Region labeling items:
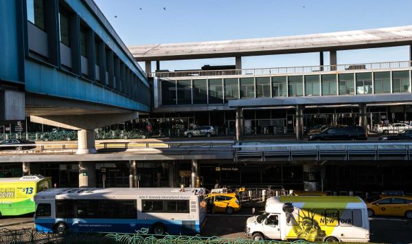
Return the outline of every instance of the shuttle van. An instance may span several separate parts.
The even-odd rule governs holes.
[[[254,240],[366,243],[369,223],[358,197],[274,197],[262,214],[247,219],[245,234]]]

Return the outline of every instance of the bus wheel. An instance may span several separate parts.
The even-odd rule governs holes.
[[[339,242],[339,240],[338,240],[338,239],[336,237],[329,236],[325,239],[325,241],[328,242],[328,243],[337,243],[337,242]]]
[[[264,237],[263,237],[263,235],[260,233],[255,233],[252,236],[252,239],[254,241],[264,241]]]
[[[371,217],[372,216],[374,216],[375,214],[375,212],[374,212],[374,210],[372,210],[371,209],[367,209],[367,217]]]
[[[58,234],[63,234],[67,231],[67,225],[62,222],[60,222],[54,225],[54,230]]]
[[[165,234],[166,227],[163,223],[156,223],[152,227],[152,232],[154,234]]]
[[[233,208],[231,207],[227,207],[226,208],[226,213],[228,214],[231,214],[233,213]]]

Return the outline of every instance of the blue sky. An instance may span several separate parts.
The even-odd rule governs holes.
[[[95,1],[126,45],[274,37],[412,24],[412,1],[409,0]],[[325,65],[329,62],[326,54]],[[337,55],[341,64],[409,58],[407,47],[343,51]],[[161,69],[234,63],[230,58],[164,61]],[[244,68],[318,65],[318,53],[242,58]],[[144,64],[141,66],[144,69]]]

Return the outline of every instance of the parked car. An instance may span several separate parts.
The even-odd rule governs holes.
[[[408,129],[412,129],[412,126],[404,123],[393,123],[389,125],[378,126],[376,132],[382,134],[399,133]]]
[[[34,144],[33,141],[23,139],[5,140],[0,143],[1,146],[10,145],[9,146],[0,146],[0,150],[27,150],[36,148],[36,146],[19,146],[19,144]]]
[[[197,126],[192,130],[185,131],[185,136],[192,137],[192,136],[206,136],[210,137],[216,135],[216,131],[213,126]]]
[[[365,129],[360,126],[328,127],[319,133],[309,135],[309,141],[367,140]]]
[[[412,219],[411,196],[379,196],[366,199],[367,215],[404,216]]]
[[[400,133],[398,135],[381,135],[379,140],[387,141],[387,140],[412,140],[412,130],[407,130],[404,132]]]
[[[210,193],[205,198],[206,202],[210,202],[211,199],[213,199],[213,212],[226,212],[231,214],[240,210],[240,202],[236,198],[235,192]]]

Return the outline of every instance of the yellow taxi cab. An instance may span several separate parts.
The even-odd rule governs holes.
[[[367,214],[404,216],[412,219],[412,196],[379,195],[366,199]]]
[[[295,190],[291,196],[328,196],[328,193],[319,190]]]
[[[210,193],[206,195],[205,200],[212,212],[226,212],[231,214],[239,211],[241,208],[240,202],[236,198],[235,192],[231,193]]]

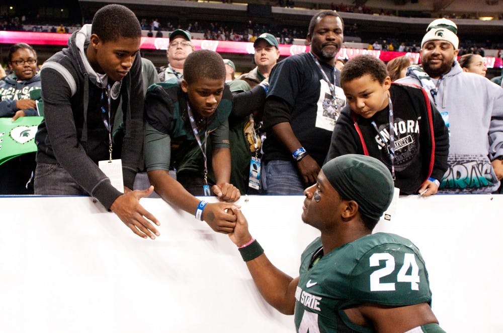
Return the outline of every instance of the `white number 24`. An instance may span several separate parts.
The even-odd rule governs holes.
[[[370,275],[371,291],[395,290],[394,282],[381,283],[379,281],[381,278],[389,275],[395,270],[395,258],[388,253],[374,253],[370,256],[370,267],[379,266],[379,262],[381,260],[386,260],[386,266]],[[412,268],[412,271],[409,275],[407,275],[407,271],[409,267]],[[419,290],[419,267],[415,262],[415,256],[412,253],[405,253],[403,265],[400,269],[396,276],[396,282],[410,283],[412,290]]]

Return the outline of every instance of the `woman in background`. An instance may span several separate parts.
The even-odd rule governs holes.
[[[462,55],[459,60],[459,65],[463,69],[463,72],[469,73],[475,73],[482,76],[485,76],[485,72],[487,68],[485,66],[485,61],[480,54],[465,54]]]
[[[0,117],[38,115],[35,101],[30,92],[41,88],[37,74],[37,53],[27,44],[20,43],[9,50],[8,65],[12,71],[0,81]]]
[[[410,58],[406,55],[399,56],[390,60],[386,65],[386,69],[389,74],[391,82],[405,77],[405,73],[407,73],[407,68],[412,63],[410,62]]]
[[[12,73],[0,81],[0,117],[38,115],[30,92],[41,87],[37,74],[37,53],[27,44],[20,43],[9,50],[8,65]],[[33,194],[32,172],[35,153],[25,154],[0,165],[0,194]]]

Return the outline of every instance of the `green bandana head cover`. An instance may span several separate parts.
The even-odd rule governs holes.
[[[377,159],[350,154],[330,160],[321,170],[343,197],[358,203],[362,215],[378,220],[391,203],[393,178]]]

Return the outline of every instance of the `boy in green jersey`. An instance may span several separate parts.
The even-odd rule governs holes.
[[[304,250],[295,279],[269,261],[235,207],[229,237],[266,300],[295,313],[298,332],[444,332],[419,250],[398,235],[372,234],[393,193],[389,171],[373,157],[348,154],[323,165],[304,191],[302,215],[321,237]]]

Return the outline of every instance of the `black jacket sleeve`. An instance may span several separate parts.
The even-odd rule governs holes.
[[[336,122],[324,163],[347,154],[363,155],[362,143],[353,125],[349,105],[344,107]]]
[[[263,109],[266,96],[266,91],[260,85],[249,91],[234,94],[232,98],[232,115],[245,117],[255,111]]]

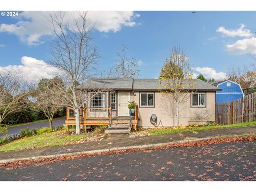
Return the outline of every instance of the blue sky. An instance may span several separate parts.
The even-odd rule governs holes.
[[[25,66],[29,75],[45,70],[33,65],[44,65],[49,59],[50,27],[42,12],[19,13],[15,18],[0,17],[0,66]],[[255,18],[252,11],[98,12],[89,17],[96,22],[93,43],[101,56],[100,70],[113,66],[125,44],[127,55],[142,63],[139,77],[155,78],[172,47],[179,45],[195,73],[220,79],[230,67],[243,68],[252,62],[247,53],[256,53]],[[50,71],[45,70],[47,76]]]

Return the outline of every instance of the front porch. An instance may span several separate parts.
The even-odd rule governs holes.
[[[99,107],[99,111],[105,111],[104,114],[100,114],[100,113],[96,113],[97,115],[91,116],[89,115],[89,113],[91,112],[92,107],[85,107],[80,110],[80,125],[83,127],[84,131],[86,131],[88,126],[108,126],[108,130],[123,129],[124,126],[129,128],[130,131],[131,129],[137,130],[138,124],[138,106],[135,108],[135,111],[133,115],[129,113],[129,116],[117,116],[113,115],[113,111],[111,107]],[[93,109],[95,109],[95,107]],[[73,112],[71,112],[71,110]],[[71,112],[71,113],[70,113]],[[74,111],[72,109],[67,108],[66,119],[65,123],[67,125],[67,130],[69,126],[75,125],[76,121]],[[107,115],[106,115],[106,114]],[[115,132],[115,131],[114,131]],[[119,133],[119,132],[117,131]],[[109,133],[107,131],[107,133]]]

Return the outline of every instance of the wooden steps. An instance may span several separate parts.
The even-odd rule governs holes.
[[[105,134],[130,133],[131,127],[129,123],[114,123],[105,131]]]

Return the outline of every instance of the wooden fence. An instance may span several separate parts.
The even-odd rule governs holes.
[[[229,102],[217,103],[215,121],[228,125],[256,121],[256,92]]]

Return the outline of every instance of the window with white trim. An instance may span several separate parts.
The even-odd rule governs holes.
[[[205,93],[193,93],[191,97],[192,107],[205,107]]]
[[[140,93],[140,106],[154,107],[155,105],[154,93]]]
[[[69,117],[75,117],[75,111],[72,109],[68,109],[68,116]]]
[[[112,110],[116,110],[116,93],[111,92],[110,94],[110,105]]]
[[[83,107],[84,107],[86,106],[86,93],[87,92],[83,92]]]
[[[91,110],[105,110],[106,93],[91,92]]]

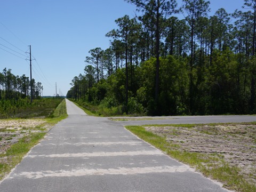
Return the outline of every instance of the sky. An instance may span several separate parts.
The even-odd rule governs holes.
[[[182,0],[177,0],[179,6]],[[211,12],[231,13],[244,0],[210,0]],[[0,0],[0,71],[40,82],[43,95],[66,95],[73,78],[84,74],[89,51],[108,48],[105,35],[117,28],[115,20],[135,15],[136,7],[124,0]],[[177,16],[178,17],[178,16]],[[180,16],[179,16],[180,17]],[[182,17],[182,15],[181,15]]]

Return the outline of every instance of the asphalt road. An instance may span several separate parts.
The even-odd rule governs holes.
[[[123,126],[140,121],[89,116],[69,101],[67,107],[68,117],[0,183],[0,191],[227,191]]]

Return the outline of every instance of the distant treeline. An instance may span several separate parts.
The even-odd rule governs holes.
[[[255,1],[211,17],[204,0],[183,0],[182,10],[175,0],[127,1],[142,15],[116,20],[110,47],[89,51],[67,97],[106,115],[256,112]]]
[[[25,75],[15,76],[11,73],[11,69],[5,68],[0,73],[0,100],[30,98],[30,81]],[[40,82],[36,83],[32,79],[33,99],[39,98],[42,94],[43,86]]]

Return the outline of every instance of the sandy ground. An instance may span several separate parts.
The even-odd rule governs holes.
[[[256,125],[203,125],[182,127],[146,127],[166,137],[179,150],[214,154],[231,165],[241,169],[249,182],[256,183]]]
[[[45,122],[42,119],[0,120],[0,154],[5,153],[12,145],[24,136],[42,131],[37,126]],[[0,163],[4,159],[0,158]]]

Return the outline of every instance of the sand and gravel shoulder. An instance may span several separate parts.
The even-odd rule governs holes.
[[[19,140],[31,133],[47,132],[51,127],[44,119],[1,119],[0,155]],[[2,163],[0,157],[0,163]]]
[[[256,125],[145,127],[178,145],[178,150],[215,155],[223,159],[230,166],[240,168],[249,182],[256,183]]]

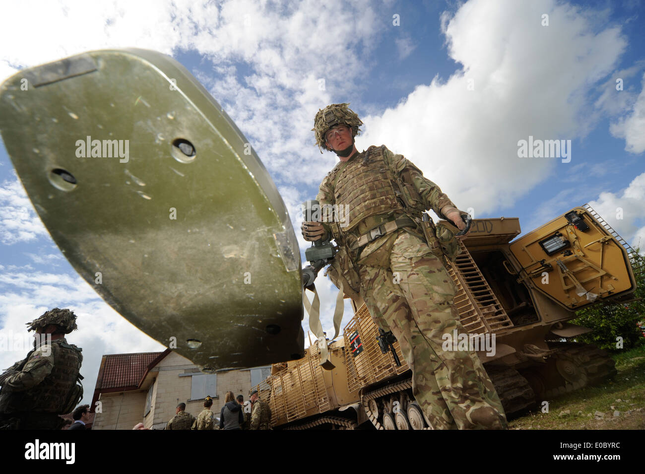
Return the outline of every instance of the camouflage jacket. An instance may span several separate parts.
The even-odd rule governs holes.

> _WHAT TO DO_
Please find each line in the material above that contains the string "wooden" and copy those lines out, treating uppercase and lowercase letters as distinct.

> _COMPLETED TASK_
Return the outline of every instance of the wooden steps. An instance may span several separate parts.
Return the outline of every instance of the wooden fence. An instance may span several separate parts.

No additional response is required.